ACTIVITY ▸ Only the lines from the one with "Target: tree line" to the end of the data below should be given again, exactly as written.

(Excerpts from a dataset)
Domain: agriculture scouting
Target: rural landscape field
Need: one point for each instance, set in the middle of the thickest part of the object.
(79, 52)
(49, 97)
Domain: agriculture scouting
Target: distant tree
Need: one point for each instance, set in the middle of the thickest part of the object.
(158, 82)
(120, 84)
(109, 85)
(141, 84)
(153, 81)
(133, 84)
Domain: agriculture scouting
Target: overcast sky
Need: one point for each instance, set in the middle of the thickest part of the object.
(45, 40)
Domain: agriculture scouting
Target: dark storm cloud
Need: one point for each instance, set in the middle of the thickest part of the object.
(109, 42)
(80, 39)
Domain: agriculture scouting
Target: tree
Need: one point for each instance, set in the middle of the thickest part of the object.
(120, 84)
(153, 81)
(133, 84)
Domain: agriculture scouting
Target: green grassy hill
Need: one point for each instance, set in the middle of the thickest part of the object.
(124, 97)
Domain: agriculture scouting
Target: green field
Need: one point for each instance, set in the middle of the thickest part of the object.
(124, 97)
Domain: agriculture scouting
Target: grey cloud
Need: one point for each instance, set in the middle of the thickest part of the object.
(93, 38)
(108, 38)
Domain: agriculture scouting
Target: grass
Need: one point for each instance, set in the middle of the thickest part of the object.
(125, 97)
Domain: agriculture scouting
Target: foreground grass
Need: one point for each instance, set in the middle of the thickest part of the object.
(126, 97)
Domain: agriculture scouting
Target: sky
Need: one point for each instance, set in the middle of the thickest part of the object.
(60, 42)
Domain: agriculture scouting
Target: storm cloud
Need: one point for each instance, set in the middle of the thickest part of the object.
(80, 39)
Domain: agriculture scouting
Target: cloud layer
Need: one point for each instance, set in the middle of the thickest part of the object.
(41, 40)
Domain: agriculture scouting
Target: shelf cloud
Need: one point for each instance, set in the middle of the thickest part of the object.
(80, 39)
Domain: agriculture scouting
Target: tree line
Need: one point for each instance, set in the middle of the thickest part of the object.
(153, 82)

SOLUTION FOR THIS TASK ▸
Target: tree line
Need: one point for each instance, set in the middle of the thickest part of the object.
(153, 82)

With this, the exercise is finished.